* _TASK DETAILS_
Could you reproduce the passage on cell structures word for word, starting with "Flagella: Long, few" and going on through "to the cytoskeleton."?

* _PASSAGE FOR REVIEW_
Diagram of a chloroplast showing thylakoids, granum, and stroma

Common features: Double membrane, own DNA, ribosomes, energy production.

Peroxisomes

Break down fatty acids and detoxify harmful substances.

Cytoskeleton

Microtubules: Provide shape, serve as tracks for movement, and are involved in chromosome movement (e.g., cilia, flagella, spindle fibers).
Microfilaments: Maintain cell shape, enable muscle movement, and are involved in cell division (e.g., cell crawling, contraction, cytokinesis).
Intermediate filaments: Provide strength and support, anchor the nucleus, and stabilize organelles.

Motor Proteins

Move vesicles and organelles along microtubules.

Centrosomes and Centrioles

Centrosome: Microtubule-organizing center.
Centrioles: Two cylinders within the centrosome (found in animal cells).

Cilia, Flagella, and Amoeboid Movement

Cilia: Short, numerous structures that move the cell or fluid across the cell surface.
Flagella: Long, few in number; move the cell.
Amoeboid movement: Cell crawling using pseudopodia ('false feet').

Cytoplasmic Streaming

Flow of cytoplasm within a cell to distribute materials.

Extracellular Structures

Cell walls (plants): Provide structure and support; consist of primary and secondary layers.
Extracellular matrix (ECM, animals): Supports, adheres, enables movement, and facilitates cell signaling. Integrins connect ECM to the cytoskeleton.

* _DATA EXTRACTS_
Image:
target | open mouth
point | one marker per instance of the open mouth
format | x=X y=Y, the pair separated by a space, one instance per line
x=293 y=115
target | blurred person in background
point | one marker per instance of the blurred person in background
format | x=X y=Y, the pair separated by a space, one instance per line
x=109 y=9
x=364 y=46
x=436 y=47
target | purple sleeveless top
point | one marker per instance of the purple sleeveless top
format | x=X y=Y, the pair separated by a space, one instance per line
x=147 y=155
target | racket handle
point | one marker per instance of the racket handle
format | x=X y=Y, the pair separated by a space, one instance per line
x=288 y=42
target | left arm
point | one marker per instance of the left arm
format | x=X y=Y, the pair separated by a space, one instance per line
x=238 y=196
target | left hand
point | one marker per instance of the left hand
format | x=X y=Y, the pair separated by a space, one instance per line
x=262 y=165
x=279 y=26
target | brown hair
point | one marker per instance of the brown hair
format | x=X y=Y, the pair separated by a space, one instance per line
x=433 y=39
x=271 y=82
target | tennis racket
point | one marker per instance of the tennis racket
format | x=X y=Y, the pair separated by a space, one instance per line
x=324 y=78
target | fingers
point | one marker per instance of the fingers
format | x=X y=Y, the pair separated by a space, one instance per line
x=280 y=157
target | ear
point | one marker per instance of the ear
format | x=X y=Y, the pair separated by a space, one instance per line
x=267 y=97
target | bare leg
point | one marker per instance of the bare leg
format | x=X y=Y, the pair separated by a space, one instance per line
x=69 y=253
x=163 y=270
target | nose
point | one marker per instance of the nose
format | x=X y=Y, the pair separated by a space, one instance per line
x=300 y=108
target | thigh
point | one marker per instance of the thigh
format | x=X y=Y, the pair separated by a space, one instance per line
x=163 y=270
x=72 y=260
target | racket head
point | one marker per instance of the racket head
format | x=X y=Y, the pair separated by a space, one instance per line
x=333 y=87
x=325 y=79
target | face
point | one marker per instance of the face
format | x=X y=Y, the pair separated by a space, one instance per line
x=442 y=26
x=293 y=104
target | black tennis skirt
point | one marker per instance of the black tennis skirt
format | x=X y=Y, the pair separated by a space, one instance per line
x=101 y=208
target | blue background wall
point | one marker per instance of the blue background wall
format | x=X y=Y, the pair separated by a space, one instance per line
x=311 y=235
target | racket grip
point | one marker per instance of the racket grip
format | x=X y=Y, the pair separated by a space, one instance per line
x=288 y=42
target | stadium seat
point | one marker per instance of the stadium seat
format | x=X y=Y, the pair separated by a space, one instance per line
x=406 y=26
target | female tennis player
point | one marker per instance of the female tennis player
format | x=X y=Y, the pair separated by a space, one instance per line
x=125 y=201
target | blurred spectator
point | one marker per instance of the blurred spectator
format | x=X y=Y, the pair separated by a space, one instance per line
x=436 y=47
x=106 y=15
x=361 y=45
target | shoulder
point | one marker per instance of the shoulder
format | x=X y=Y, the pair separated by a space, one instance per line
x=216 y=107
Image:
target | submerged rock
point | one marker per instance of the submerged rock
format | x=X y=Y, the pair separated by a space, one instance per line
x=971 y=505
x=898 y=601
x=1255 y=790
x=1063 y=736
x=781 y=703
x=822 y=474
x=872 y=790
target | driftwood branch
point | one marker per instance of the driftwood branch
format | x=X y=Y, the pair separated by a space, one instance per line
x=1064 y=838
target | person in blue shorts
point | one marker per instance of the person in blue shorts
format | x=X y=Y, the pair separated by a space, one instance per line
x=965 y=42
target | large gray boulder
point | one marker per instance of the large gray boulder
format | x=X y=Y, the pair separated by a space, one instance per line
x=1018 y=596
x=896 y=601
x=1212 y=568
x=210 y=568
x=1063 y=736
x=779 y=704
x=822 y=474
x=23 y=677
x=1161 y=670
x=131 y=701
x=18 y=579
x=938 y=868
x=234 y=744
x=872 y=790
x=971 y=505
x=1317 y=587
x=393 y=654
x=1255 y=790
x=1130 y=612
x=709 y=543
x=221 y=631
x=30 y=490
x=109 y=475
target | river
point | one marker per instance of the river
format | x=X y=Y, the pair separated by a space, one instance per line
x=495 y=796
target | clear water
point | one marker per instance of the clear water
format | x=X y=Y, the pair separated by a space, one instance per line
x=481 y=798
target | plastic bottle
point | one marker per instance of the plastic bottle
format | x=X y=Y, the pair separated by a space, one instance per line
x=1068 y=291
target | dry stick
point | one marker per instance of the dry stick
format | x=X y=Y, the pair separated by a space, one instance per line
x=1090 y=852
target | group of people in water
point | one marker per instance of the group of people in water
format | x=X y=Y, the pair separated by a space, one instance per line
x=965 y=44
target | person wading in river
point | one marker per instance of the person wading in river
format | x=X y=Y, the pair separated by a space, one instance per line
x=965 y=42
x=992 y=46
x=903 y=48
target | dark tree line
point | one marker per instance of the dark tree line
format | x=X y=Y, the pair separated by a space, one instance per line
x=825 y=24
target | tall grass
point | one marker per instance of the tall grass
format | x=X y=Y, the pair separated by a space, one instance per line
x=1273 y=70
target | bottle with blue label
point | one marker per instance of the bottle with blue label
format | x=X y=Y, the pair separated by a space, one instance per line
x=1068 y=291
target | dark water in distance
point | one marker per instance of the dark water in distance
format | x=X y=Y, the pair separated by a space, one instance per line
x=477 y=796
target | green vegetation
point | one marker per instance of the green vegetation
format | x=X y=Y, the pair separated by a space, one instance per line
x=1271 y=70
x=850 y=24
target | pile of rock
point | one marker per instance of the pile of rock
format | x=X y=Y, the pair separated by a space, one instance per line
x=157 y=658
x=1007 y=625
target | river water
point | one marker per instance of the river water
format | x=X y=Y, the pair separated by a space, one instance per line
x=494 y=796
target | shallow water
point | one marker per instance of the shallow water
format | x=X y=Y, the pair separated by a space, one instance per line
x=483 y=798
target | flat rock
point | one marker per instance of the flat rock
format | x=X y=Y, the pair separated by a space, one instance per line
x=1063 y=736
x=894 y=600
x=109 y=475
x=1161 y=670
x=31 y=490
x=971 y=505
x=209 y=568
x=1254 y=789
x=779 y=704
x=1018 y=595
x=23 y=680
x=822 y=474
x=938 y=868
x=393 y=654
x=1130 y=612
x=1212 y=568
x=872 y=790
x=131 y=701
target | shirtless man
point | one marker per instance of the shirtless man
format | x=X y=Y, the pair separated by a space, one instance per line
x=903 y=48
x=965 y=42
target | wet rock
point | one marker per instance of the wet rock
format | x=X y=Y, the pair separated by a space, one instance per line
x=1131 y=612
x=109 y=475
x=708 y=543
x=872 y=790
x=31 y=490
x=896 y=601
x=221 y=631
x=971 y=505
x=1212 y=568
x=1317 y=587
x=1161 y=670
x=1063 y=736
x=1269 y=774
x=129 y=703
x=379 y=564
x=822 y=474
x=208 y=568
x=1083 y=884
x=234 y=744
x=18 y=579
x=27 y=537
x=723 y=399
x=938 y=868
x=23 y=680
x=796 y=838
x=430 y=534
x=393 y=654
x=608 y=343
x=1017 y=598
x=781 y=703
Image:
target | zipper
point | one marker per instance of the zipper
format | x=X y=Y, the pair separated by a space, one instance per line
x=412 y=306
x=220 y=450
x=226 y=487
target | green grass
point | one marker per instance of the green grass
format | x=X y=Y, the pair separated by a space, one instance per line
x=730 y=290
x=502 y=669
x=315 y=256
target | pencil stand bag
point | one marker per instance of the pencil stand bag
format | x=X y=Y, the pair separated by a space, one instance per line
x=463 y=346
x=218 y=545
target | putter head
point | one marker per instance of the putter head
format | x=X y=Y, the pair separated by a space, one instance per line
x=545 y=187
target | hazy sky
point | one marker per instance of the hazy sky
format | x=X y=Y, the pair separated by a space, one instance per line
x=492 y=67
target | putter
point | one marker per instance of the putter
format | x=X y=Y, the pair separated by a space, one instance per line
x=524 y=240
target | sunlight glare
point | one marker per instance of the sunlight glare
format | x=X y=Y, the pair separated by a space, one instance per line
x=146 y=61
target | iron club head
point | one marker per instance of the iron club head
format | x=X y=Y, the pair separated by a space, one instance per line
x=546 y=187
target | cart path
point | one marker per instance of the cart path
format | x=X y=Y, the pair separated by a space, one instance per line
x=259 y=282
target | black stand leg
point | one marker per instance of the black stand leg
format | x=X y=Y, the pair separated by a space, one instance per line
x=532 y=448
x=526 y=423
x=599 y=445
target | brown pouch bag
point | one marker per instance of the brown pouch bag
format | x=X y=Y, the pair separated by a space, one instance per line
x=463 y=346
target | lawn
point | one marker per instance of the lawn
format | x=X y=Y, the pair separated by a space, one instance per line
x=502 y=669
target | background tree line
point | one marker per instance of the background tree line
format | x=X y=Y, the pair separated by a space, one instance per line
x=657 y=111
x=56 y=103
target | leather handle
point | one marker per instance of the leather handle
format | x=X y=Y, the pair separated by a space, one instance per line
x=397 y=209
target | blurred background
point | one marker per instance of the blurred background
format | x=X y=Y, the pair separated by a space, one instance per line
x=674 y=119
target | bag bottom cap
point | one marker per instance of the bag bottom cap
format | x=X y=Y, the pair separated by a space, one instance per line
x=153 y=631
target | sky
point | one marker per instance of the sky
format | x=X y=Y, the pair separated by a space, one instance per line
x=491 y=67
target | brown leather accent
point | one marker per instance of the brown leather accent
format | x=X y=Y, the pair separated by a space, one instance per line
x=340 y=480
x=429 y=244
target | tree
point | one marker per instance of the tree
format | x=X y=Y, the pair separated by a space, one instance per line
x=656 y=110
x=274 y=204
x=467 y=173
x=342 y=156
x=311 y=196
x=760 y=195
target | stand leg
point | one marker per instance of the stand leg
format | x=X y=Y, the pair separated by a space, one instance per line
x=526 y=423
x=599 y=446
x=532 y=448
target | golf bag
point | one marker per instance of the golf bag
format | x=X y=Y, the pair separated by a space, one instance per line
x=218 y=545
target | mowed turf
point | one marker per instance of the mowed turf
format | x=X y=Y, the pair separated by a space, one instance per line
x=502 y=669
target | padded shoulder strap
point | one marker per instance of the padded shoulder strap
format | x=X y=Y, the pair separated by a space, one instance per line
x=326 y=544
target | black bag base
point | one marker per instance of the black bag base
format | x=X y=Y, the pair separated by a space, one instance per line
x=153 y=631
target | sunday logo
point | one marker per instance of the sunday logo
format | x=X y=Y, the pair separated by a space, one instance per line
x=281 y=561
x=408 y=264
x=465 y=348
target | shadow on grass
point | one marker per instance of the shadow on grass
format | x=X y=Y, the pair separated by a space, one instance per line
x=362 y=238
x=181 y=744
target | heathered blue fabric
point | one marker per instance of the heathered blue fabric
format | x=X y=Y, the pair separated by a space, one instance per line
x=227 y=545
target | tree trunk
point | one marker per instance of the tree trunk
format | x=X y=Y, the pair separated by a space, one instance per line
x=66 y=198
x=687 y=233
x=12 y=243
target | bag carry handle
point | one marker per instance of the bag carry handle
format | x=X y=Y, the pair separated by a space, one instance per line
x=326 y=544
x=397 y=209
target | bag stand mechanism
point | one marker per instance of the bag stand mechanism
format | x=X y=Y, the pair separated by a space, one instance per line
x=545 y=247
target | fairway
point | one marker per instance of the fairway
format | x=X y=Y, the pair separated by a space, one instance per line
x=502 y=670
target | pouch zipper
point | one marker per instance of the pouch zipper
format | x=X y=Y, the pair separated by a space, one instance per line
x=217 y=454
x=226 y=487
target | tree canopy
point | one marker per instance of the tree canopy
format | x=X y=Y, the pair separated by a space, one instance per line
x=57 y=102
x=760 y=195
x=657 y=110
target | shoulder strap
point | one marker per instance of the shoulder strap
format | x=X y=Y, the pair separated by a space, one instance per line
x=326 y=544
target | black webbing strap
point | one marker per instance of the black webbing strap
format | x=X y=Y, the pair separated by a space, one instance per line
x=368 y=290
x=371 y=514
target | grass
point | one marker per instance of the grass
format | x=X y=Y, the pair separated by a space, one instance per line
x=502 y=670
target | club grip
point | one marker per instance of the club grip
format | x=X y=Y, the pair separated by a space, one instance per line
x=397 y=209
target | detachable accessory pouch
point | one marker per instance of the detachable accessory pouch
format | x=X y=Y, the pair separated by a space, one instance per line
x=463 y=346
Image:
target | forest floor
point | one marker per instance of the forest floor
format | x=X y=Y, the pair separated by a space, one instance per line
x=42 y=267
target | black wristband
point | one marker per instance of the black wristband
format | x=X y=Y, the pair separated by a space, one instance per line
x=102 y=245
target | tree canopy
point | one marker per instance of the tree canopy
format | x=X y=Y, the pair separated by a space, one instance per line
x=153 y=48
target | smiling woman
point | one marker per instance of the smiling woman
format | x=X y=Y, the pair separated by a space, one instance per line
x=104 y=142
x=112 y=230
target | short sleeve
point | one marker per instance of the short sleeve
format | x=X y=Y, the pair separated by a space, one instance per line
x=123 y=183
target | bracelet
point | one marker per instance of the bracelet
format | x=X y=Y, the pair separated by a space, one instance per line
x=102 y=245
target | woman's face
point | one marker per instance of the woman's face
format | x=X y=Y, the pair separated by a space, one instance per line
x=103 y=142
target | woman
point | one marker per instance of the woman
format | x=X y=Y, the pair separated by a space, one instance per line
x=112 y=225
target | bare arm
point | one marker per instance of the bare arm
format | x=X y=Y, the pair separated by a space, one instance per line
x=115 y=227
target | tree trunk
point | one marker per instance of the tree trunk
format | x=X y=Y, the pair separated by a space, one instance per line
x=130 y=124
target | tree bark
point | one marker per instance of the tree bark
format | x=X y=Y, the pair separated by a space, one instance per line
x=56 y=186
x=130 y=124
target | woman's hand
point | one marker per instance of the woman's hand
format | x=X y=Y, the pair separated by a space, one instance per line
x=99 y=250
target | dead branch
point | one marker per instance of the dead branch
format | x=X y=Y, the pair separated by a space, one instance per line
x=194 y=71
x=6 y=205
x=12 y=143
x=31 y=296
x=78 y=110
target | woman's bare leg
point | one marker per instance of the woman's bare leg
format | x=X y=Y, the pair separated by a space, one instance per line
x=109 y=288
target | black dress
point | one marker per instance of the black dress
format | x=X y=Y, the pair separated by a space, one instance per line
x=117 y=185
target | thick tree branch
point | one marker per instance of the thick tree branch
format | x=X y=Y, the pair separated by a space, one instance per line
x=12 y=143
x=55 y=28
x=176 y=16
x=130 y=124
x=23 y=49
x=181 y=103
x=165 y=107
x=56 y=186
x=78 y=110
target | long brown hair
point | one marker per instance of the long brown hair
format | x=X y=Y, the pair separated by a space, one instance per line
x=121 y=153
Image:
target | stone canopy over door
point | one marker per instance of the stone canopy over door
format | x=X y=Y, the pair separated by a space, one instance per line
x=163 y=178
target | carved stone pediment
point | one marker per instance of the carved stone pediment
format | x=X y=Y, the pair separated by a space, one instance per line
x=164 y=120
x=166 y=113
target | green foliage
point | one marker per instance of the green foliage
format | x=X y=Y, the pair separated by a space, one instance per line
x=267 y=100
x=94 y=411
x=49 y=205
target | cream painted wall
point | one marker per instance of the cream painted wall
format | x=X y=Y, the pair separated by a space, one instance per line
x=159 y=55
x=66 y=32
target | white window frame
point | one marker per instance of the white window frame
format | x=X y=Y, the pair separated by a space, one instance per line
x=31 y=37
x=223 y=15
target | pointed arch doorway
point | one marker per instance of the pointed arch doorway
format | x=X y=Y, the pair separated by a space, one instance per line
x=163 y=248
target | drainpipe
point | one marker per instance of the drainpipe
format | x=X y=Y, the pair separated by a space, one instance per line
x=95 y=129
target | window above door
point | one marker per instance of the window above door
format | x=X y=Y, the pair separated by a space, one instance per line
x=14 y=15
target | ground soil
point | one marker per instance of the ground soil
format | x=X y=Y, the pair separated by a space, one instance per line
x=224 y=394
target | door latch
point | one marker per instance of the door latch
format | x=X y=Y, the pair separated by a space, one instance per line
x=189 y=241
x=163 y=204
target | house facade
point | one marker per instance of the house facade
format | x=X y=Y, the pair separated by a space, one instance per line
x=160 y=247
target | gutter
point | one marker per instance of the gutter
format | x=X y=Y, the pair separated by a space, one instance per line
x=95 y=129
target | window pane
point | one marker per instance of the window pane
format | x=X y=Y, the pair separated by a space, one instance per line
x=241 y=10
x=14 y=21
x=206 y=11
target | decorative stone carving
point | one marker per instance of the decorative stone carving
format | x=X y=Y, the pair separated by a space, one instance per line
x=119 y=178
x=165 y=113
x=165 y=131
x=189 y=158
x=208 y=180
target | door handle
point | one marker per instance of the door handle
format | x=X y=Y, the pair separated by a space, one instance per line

* _THE COMPLETED TASK_
Flagella: Long, few in number; move the cell.
Amoeboid movement: Cell crawling using pseudopodia ('false feet').

Cytoplasmic Streaming

Flow of cytoplasm within a cell to distribute materials.

Extracellular Structures

Cell walls (plants): Provide structure and support; consist of primary and secondary layers.
Extracellular matrix (ECM, animals): Supports, adheres, enables movement, and facilitates cell signaling. Integrins connect ECM to the cytoskeleton.